▶ [Instructions]:
A) In the article on England's Rugby World Cup semi-final defeat, how many metres had England's outside backs carried by the 65-minute mark?
B) Extend the article on England's Rugby World Cup semi-final defeat, picking up right after its final sentence.

▶ [Excerpted passage]:
————————
Why England will come back ‘stronger’ from Rugby World Cup heartache


Up into the stands the England players clambered to find their families, taking the consolatory hugs but unsure quite how to feel. Across 80 minutes in Paris, their belief had been replaced by disbelief and then by desperation and dejection, England threatening the unthinkable and taking the world champions to the brink.

For most of a sodden Stade de France evening, a Rugby World Cup final was within their grasp. A South Africa side superior in most areas were dragged down into the sort of slugfest the Springboks would usually favour, and very nearly bested at their own game. England had given their all but it was still not enough, one stable scrum, one Handre Pollard slip or slice, short of stunning the world champions.

The emotional maelstrom of this defeat will swirl rather differently to the feelings that eddied after the 2019 World Cup final disaster. “I’m proud of our performance,” were virtually the first words out of the mouth of wing Elliot Daly. “I think we shocked them. I don’t think they knew how to get into the game.”

“I think we knew what was coming and we knew we could perform like this,” added Daly, virtually unused in open play but outstanding as a kick chaser to exemplify the squad’s buy-in to a strategy that so nearly proved successful.

The finer points of Steve Borthwick’s tactical plan had been put in place this week but this was a performance England had been building towards since long ago. A flawed side did not come to France to thrill; winning by any means necessary had been a consistent theme.

If necessity is oft the mother of invention, England at this tournament have also proved the pair can be enemies. This was a campaign at which they seemed to intentionally limit their attacking innovation or ingenuity– recognising a need to figure themselves out on the fly, they settled on an effective and eminently executable gameplan that could be implemented quickly.

Steve Borthwick consoles Ellis Genge and Freddie Steward after England’s defeat (Getty Images)

It came so close to working in Saturday’s semi-final; their effort, accuracy and competitiveness in the key contests spot on. At the 65-minute mark, England outside backs had a combined 17 metres carried, all from one Freddie Steward kick return. The two number 13s’ offensive output on the final whistle amounted to one late Joe Marchant lug; South Africa centre Jesse Kriel went the full 80 minutes without an attacking touch.

“We came with a plan to win the game but we fell a little bit short,” reflected Borthwick. “But the players should be incredibly proud. We put ourselves in a position to win against the world champions.

England dominated the aerial contest to threaten a semi-final shock (Getty Images)

“We were playing against a coaching team who have been in place since 2018. We’ve had four months. I’ve asked the players to approach training and the game in a different way; for the players to be willing to change is all credit to them.”

This was a night from which the head coach will take heart, a public perhaps struggling to warm to this England team now recognising progress made. There will be a need to layer on much, much more to consistently mix it with the world’s best but the rapidly-laid foundations look rock solid. In time, perhaps the ugly duckling performances will turn into white swans.

There appear to be many more buds of a bright future than first appeared in a barren landscape pre-tournament. Ben Earl has had a breakthrough tournament, and Ollie Chessum, too, while George Martin semi-final performance marks him out as the potential enforcer England have lacked. Borthwick was keen to talk up the absent Marcus Smith the day after the defeat, with the playmaker’s reinvention as a frolicking full-back of intrigue moving forward.
————————
[Dataset records about object locations]
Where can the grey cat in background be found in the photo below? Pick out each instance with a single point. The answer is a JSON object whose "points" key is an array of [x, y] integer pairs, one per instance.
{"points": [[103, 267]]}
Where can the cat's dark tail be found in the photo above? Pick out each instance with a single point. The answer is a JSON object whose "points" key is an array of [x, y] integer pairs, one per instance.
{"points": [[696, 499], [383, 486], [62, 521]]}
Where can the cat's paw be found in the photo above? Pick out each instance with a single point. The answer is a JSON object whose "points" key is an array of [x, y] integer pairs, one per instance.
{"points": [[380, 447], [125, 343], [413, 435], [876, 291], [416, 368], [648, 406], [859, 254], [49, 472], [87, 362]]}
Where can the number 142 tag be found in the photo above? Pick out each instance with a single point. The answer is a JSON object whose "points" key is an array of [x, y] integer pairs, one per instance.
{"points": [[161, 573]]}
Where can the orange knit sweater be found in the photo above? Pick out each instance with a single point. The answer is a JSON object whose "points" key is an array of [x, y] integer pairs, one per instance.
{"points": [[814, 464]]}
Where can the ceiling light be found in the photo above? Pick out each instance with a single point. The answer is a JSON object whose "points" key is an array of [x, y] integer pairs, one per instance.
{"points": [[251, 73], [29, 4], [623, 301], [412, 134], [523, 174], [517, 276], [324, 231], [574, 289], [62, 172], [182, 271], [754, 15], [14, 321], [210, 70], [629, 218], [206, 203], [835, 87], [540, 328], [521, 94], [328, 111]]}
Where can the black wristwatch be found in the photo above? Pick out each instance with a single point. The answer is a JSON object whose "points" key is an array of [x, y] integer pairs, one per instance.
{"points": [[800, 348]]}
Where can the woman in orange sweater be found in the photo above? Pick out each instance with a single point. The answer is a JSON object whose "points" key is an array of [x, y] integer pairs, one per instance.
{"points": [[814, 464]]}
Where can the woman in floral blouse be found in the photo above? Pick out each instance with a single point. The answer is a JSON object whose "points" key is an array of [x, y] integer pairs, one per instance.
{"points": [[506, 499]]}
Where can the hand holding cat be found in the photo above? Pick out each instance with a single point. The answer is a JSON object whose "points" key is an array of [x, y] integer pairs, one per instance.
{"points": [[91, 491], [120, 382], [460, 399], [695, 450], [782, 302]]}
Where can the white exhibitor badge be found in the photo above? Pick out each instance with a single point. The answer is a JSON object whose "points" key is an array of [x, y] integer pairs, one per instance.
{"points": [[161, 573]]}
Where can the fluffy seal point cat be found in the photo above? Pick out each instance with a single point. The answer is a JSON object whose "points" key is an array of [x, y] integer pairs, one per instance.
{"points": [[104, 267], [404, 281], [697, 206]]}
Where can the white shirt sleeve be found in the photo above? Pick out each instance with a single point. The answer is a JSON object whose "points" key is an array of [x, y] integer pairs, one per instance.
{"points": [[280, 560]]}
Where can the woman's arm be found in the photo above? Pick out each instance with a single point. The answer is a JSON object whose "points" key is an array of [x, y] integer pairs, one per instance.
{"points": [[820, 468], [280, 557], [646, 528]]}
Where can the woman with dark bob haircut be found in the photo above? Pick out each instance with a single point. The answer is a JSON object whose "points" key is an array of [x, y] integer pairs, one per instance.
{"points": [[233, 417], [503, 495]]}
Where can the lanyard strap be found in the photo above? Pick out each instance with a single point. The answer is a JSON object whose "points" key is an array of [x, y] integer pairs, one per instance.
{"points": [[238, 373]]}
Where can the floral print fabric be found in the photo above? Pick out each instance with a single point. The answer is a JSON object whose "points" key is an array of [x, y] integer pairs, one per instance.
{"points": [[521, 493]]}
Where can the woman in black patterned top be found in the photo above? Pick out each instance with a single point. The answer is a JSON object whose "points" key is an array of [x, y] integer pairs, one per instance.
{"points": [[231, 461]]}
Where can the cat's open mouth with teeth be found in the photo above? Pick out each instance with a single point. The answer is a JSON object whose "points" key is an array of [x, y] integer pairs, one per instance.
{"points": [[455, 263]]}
————————
▶ [Answers to the tasks]:
A) A combined 17 metres, all from one Freddie Steward kick return.

B)
“In our 23, seven players are 25 or under, the most of any semi-finalist – there’s a great blend and there will be lots of things we can take forward,” added Borthwick.

Young England lock George Martin impressed against South Africa (Getty Images)

But the fact that the men’s national team were on the brink of back-to-back finals should not provide a façade over the crumbling edifice of a fragile English game. There is a domestic mess that needs sorting, with a Gallagher Premiership containing three teams fewer than at the start of last season, now underway to little fanfare and on the brink of significant change.

The renegotiation of the Professional Game Partnership is a recognition of a need for a radical overhaul in pursuit of a more financially sustainable domestic game, and one that produces a wider pool of top-class talent.

The likely arrival of a form of central contracts underlines a period of epochal change. The senior figures in the squad who are unlikely to play beyond this tournament – Courtney Lawes, Ben Youngs, Dan Cole and perhaps a couple more – could well be the last England men’s internationals never to have been contracted to the union. This has a great many benefits, not least in affording Borthwick, or any head coach that might follow him, far greater access to and control over his players.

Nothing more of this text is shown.